Passage provided:
####
Wednesday, October 05, 2005

Remembering Bali


Today I wandered down to a favourite place of mine - North Coogee headland, now named Dolphin point after the local footy team which was all but wiped out in the 2002 Bali terrorist bombings.

It's a spiritual place, I feel. The headland juts out into the sea; at its foot a jagged heap of huge fallen sandstone rocks, once the forefront of the cliff face. Testament to how even the mighty will be eventually fallen; by the ebbs and flows of the inexorable tides of life and death.

The salt sea winds tug at my hair, clearing my head; blowing away my fears and worries, carrying them off on the cries of gulls, soothing them in the relentless sushushing of the waves.

Below me, a reconstructed entrance way commemorates the old sea baths that once stood on this headland and now houses a plaque to the fallen at Bali. The archway and the paths remind me of an ancient seaside temple. A little to the side is the (locally) famous fencepost shrine to Our Lady, no longer thronged by black clad Italian matriarchs but well-tended, nonetheless, and replete with statues and candles.

I close my eyes, letting the waves lull me in their timeless liturgy. A Filipino woman asks me if I'm praying. Yes, I answer. But it's not to Our Lady. I've come down here after a health scare to talk a while with that presence I feel so personally, especially here, and which I call "Goddess". Perhaps it's all the same tho'. I'm eclectic and ecumenical or is that easy-going? To me there always seems a hard=edged, bitter and mean-spirited iron in the soul of evangelicals and fundamentalists. I can't see a place for that in the great swirl of livinganddying in which we swim and swarm, each one of us a precious glint in the eye of Being.
####
Stored data:

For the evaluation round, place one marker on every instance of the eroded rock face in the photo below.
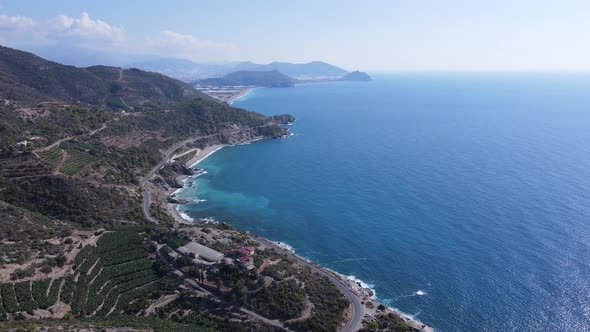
(181, 169)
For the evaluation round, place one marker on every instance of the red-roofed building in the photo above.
(247, 262)
(245, 251)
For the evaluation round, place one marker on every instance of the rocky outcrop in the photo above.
(358, 76)
(283, 118)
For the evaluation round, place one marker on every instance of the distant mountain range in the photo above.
(271, 78)
(310, 70)
(28, 78)
(190, 71)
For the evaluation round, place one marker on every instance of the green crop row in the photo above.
(52, 157)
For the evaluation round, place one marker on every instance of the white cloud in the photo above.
(169, 43)
(19, 30)
(86, 32)
(13, 23)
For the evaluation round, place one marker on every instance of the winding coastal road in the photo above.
(56, 143)
(357, 307)
(168, 153)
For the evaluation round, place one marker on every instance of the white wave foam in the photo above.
(284, 246)
(362, 286)
(208, 220)
(207, 155)
(351, 260)
(184, 215)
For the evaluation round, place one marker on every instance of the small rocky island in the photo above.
(357, 76)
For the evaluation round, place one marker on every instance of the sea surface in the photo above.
(463, 199)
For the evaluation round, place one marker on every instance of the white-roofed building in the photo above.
(200, 251)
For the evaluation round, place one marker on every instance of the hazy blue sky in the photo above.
(367, 35)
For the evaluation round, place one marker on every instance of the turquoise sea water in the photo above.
(463, 199)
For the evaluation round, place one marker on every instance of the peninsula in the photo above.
(90, 238)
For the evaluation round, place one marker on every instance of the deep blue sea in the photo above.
(472, 189)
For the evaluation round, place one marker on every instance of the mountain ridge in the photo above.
(30, 79)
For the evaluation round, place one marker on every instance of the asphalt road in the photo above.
(357, 308)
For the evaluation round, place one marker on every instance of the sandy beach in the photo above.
(202, 154)
(239, 95)
(199, 155)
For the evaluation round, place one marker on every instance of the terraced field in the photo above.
####
How to complete this task:
Copy the part of the post about remembering Bali between "I close my eyes, letting" and "eye of Being.", inclusive, and change "liturgy" to "rhythm".

Task result:
I close my eyes, letting the waves lull me in their timeless rhythm. A Filipino woman asks me if I'm praying. Yes, I answer. But it's not to Our Lady. I've come down here after a health scare to talk a while with that presence I feel so personally, especially here, and which I call "Goddess". Perhaps it's all the same tho'. I'm eclectic and ecumenical or is that easy-going? To me there always seems a hard=edged, bitter and mean-spirited iron in the soul of evangelicals and fundamentalists. I can't see a place for that in the great swirl of livinganddying in which we swim and swarm, each one of us a precious glint in the eye of Being.